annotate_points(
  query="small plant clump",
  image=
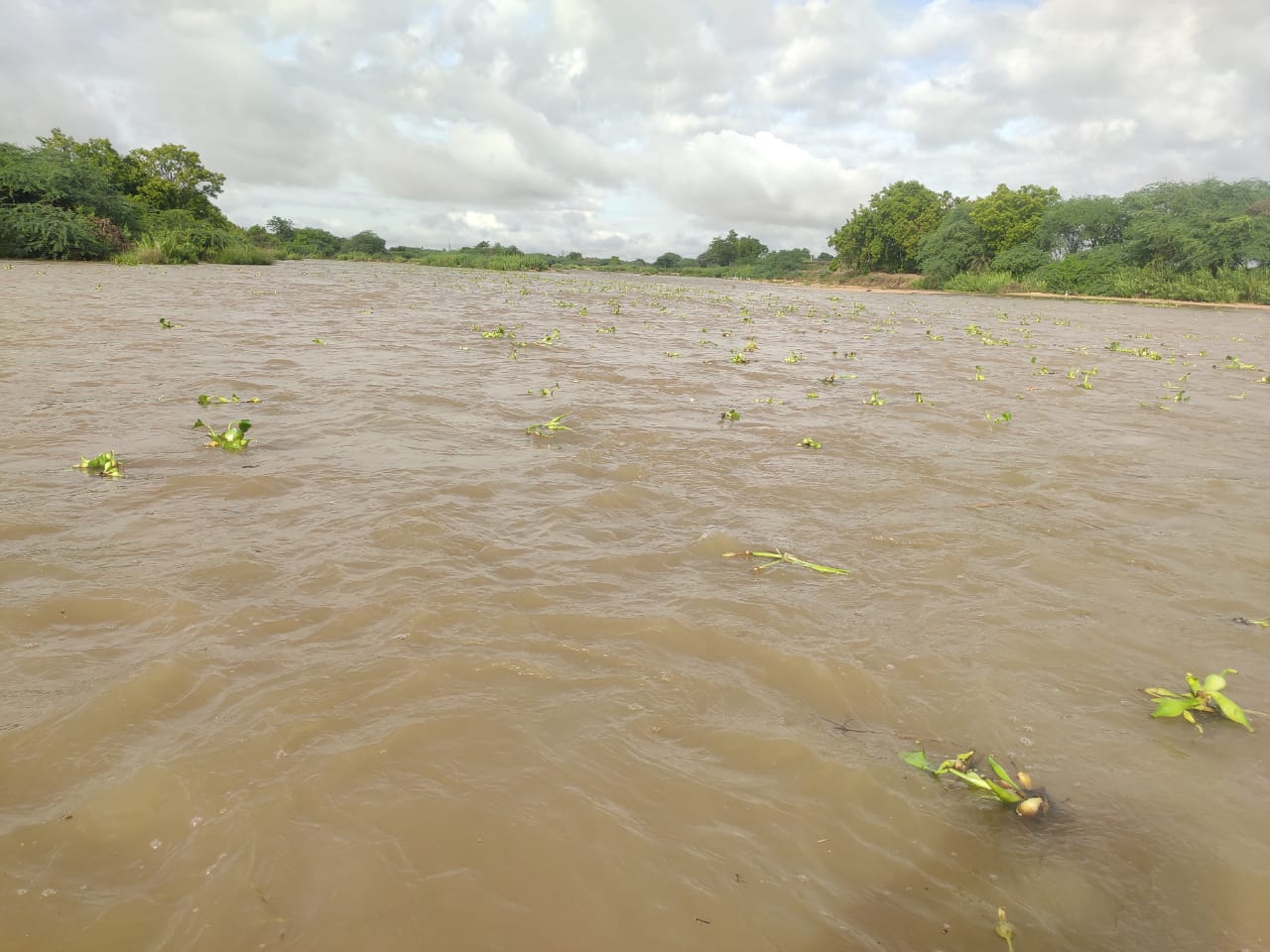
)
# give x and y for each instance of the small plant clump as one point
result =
(1017, 791)
(103, 465)
(778, 557)
(234, 436)
(1206, 697)
(550, 428)
(204, 399)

Aim of the task | Output the complete listing exactly as it appears, except for the images.

Written solution |
annotate_points(
  query="small plant clump",
  image=
)
# give x and y for each instance of the small plant clump as one point
result =
(1017, 791)
(103, 465)
(778, 557)
(234, 436)
(1206, 697)
(550, 428)
(204, 399)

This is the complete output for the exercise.